** Questions **
[a] In the roadmap, which vector databases are listed under the Extended Vector DBs feature?
[b] Continue the roadmap past its final heading.

** Source extract **
┄┄┄┄┄┄┄┄┄┄
Medium Term (H2 2025)

Feature Priority Description
Prompt Tuning & Optimization P1 Systematic prompt improvement, A/B testing, variant tracking
RAG Cost & Latency Tracking P1 Per-query metrics, embedding drift detection
Prompt Management P2 Template system with variable substitution
Caching Layer P2 LLM response + embedding caching for cost/latency
Cost Tracking P2 Token usage tracking and estimation
Provider Expansion P2 Cohere, Mistral, Gemini, LiteLLM
Extended Vector DBs P2 Milvus (GPU), Pinecone (cloud)
ONNX Embeddings P2 Local sentence-transformers runtime

Long Term (Post-1.0)

Feature Description
Fine-tuning Support Model adaptation, LoRA integration
Workflow Engines Camunda/Temporal integration
Plugin Architecture Community-contributed providers and tools
Advanced Multi-Agent DAG orchestration, complex workflows
RAG in a Box ✅ Complete - See RAG in a Box

Timeline Overview

graph LR
    M1[Months 1-2<br/>Testing + API] --> M2[Months 2-3<br/>Integration + Perf]
    M2 --> M3[Months 3-4<br/>Security + Reliability]
    M3 --> M4[Month 5<br/>Stabilization]
    M4 --> M5[Month 6+<br/>v1.0.0 Launch]
Phase Focus Key Outcomes
Months 1-2 Testing + API audit Coverage audit, public API documented
Months 2-3 Integration + performance Integration tests, JMH benchmarks
Months 3-4 Security + reliability Threat model, reliable calling
Month 5 Stabilization RC releases, API freeze
Month 6+ Launch v1.0.0 release, ecosystem growth

Reference Deployments

Three deployment patterns will be documented for production use:

Pattern Use Case Key Components
Laptop/Dev Experiments, learning Single-node, local Ollama or single provider, console tracing
Small K8s Single-tenant production llm4s app + workspace, Langfuse, pgvector, K8s secrets
Enterprise VPC Multi-tenant, regulated Private networking, Vault, centralized logging, audit trails

Success Metrics (v1.0 Targets)
┄┄┄┄┄┄┄┄┄┄
** Source material **

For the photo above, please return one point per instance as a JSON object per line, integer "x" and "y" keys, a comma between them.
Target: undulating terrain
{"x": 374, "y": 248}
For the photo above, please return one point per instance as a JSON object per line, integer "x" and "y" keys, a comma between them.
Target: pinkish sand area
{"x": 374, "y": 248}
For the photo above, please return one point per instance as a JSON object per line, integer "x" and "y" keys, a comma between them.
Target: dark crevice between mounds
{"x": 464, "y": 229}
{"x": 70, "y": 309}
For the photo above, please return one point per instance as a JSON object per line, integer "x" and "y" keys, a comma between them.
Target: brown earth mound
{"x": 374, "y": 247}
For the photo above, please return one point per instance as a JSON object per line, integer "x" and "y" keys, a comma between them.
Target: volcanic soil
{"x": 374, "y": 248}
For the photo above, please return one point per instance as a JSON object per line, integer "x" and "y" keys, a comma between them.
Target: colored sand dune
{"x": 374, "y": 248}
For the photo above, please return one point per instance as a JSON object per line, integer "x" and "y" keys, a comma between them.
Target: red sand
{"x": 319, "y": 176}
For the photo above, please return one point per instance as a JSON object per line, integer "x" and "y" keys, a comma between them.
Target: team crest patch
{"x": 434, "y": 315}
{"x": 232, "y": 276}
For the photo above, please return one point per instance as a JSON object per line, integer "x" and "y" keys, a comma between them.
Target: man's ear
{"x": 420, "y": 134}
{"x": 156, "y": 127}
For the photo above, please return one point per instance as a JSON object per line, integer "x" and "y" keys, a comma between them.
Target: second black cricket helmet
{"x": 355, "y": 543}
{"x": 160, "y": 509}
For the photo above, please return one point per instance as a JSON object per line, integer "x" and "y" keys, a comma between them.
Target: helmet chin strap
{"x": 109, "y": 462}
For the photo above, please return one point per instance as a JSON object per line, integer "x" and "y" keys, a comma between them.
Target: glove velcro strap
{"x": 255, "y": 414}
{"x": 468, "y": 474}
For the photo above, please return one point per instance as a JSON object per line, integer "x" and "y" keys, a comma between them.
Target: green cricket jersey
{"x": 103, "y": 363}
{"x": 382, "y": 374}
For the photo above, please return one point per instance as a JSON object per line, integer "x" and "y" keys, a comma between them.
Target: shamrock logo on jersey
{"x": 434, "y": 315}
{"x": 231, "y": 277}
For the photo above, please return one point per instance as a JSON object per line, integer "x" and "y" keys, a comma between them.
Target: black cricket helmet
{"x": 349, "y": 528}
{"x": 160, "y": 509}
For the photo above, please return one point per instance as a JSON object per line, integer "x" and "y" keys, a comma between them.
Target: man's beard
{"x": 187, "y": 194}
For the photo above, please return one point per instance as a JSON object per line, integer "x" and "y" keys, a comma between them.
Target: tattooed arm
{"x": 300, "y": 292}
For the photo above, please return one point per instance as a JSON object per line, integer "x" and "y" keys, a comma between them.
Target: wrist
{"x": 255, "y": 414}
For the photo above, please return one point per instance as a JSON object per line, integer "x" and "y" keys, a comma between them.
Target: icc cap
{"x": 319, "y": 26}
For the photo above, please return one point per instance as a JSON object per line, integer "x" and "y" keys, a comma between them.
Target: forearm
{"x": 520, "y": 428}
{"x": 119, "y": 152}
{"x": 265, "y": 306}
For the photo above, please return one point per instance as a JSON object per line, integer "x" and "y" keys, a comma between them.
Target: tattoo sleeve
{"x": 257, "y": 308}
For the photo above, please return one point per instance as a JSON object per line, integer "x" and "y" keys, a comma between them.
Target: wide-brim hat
┄┄┄┄┄┄┄┄┄┄
** Answer set **
[a] Milvus (GPU) and Pinecone (cloud).

[b]
Category Metric Current Target
Quality Statement Coverage ~21% 80%
Quality Critical Bugs - 0
Community Contributors 6 10+
Adoption Maven Downloads - 500/mo
Docs ScalaDoc Coverage <50% 100%

Design Documents

Detailed technical designs are in docs/design:

Document Purpose
Agent Framework Roadmap Comprehensive agent feature comparison and roadmap
Phase 1.1: Conversations Functional conversation management design
Phase 1.2: Guardrails Input/output validation framework
Phase 1.3: Handoffs Agent-to-agent delegation
Phase 1.4: Memory Short/long-term memory system
Phase 2.1: Streaming Agent lifecycle events
Phase 2.2: Async Tools Parallel tool execution
Phase 3.2: Built-in Tools Standard tool library
Phase 4.1: Reasoning Extended thinking support
Phase 4.3: Serialization State persistence

Get Involved


Release Schedule

Type Frequency
SNAPSHOT builds Weekly
Feature previews Monthly
Milestone releases Quarterly
v1.0.0 Q2-Q3 2025

After 1.0.0: Semantic Versioning with MiMa binary compatibility checks.